**What is required**.
According to the RAM discussion post, what is swap space?

**Source text**.
▼▼▼

[CUBE] [P1] RAM question

George Pepper pep27 at mac.com
Fri Mar 19 03:39:16 PST 2004


Ditto... I have half a gig in my Cube, but only 256MB in my Xserve... I 
thought this would be a problem, and that I'd want more RAM in the 
Xserve, but the Xserve is faster than the Cube in every way... Sure, 
I'll max em' both out eventually, but both of my laptops [G3 500 iBook, 
G4 400 TiBook] both do fine with 256/384 respectively... I keep several 
apps open simultaneously on each, and have not had a memory alert since 
I had 128 in the iBook...

Pep

On Thursday, March 18, 2004, at 11:06  PM, J.C. Webber III wrote:

> Sarah Andrews Cook wrote:
>> Hi everyone,
>
>> And after all of this exposition, finally, here is my dilemma:
>> the director of our data unit (who is in charge of hardware
>> buying and upgrades) is telling me that, for the applications I
>> use, an increase from 384 to 640MB will make minimal difference,
>> that I wouldn't really notice an increase in performance, due
>> mainly to the limitations of the processor. This runs counter to
>> everything I've heard (basically, that increasing RAM will always
>> help), but he's also much more of an expert than I am, so I'm
>> wondering if he's right. Can anyone shed any light on this for
>> me? Any websites out there, benchmarking, etc. you could direct
>> me to?
>
> More memory won't help at all unless you are using up what you have.
> It will not speed up anything if you can already fit (and run) all your
> current applications without having to use swap space.  What is swap
> space?  That's disk drive space that is used to extend your memory when
> your physical memory is full.  It is very slow compared to RAM.  When
> your system needs more memory for the currently running process it
> 'swaps out' some pieces of your idle processes to that reserved disk
> space.  When you want to use one of those idle processes again the
> system must bring that program (and any data it is manipulating) back 
> in
> from the disk.  This is a very slow operation when compared to 
> switching
> applications when the both fit in existing physical RAM.

▲▲▲

**Source data**.
▼▼▼

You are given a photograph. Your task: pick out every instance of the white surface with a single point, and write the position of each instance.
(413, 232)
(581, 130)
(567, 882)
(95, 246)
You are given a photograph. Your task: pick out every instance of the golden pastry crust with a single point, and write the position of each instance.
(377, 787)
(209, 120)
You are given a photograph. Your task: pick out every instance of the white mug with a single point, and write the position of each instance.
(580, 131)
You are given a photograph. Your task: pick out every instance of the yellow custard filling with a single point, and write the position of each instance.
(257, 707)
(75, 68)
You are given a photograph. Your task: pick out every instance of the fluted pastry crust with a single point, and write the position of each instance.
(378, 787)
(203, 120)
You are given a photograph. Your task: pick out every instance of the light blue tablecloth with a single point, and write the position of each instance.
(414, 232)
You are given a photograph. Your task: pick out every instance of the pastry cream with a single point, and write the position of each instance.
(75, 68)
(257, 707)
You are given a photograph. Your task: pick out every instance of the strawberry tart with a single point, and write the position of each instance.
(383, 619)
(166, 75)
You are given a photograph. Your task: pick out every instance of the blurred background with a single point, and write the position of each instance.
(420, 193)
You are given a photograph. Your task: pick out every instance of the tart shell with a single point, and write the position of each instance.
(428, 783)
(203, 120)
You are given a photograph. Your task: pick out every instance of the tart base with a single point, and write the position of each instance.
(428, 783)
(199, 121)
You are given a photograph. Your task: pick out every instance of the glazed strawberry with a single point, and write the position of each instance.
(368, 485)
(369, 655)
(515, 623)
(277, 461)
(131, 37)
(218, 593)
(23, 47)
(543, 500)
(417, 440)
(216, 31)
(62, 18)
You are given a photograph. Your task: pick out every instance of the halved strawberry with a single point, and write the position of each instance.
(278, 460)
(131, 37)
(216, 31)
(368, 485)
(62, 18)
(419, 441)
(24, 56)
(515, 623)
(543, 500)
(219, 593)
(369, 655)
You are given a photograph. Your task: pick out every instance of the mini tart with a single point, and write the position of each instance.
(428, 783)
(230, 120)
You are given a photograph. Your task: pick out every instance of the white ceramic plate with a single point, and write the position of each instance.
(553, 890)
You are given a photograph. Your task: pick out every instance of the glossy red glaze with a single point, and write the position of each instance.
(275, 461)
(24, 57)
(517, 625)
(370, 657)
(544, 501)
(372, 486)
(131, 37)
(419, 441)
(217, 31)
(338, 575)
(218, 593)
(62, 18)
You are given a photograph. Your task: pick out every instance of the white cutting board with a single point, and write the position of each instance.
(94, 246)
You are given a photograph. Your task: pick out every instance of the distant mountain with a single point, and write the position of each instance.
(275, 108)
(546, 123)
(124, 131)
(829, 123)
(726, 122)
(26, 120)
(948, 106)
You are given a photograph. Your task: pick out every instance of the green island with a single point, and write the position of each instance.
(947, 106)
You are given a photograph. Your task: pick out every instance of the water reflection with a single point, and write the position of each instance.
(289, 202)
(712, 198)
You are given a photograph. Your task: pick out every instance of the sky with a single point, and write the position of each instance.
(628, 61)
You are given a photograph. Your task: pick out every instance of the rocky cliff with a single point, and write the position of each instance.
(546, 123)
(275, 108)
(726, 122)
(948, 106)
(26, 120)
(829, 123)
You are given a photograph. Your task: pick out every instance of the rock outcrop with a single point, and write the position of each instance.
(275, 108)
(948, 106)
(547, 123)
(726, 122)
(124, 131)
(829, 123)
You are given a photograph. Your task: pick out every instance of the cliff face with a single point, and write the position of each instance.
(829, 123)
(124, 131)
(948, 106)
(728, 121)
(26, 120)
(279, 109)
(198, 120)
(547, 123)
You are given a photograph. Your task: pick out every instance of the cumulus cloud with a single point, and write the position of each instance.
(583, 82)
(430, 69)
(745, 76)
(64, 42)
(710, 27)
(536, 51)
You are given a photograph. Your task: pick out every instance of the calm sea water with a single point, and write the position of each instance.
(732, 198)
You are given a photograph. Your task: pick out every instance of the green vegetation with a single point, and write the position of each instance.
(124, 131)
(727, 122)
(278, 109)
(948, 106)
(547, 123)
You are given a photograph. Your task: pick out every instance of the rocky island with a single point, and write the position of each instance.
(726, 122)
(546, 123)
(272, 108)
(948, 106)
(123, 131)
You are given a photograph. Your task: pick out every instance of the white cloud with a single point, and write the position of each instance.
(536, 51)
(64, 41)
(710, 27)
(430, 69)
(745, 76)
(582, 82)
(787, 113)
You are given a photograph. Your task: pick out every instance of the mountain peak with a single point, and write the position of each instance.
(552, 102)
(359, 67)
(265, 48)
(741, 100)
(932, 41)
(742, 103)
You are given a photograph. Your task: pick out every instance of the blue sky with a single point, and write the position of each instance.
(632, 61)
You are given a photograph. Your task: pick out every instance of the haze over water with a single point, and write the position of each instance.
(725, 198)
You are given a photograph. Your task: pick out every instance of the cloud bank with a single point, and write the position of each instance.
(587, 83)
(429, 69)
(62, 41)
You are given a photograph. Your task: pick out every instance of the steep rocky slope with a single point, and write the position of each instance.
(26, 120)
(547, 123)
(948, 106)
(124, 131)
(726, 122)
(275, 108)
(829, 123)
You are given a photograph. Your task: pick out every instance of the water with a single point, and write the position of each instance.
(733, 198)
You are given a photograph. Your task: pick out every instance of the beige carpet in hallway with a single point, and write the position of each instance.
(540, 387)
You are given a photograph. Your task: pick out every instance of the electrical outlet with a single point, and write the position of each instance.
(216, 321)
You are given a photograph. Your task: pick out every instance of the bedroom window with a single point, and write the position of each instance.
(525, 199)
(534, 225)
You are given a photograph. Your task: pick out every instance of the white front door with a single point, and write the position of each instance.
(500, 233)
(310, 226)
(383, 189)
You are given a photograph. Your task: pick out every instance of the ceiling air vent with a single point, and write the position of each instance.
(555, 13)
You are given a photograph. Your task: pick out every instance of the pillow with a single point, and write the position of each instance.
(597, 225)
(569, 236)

▲▲▲

**Solved exercise**.
Swap space is disk drive space that is used to extend memory when physical memory is full.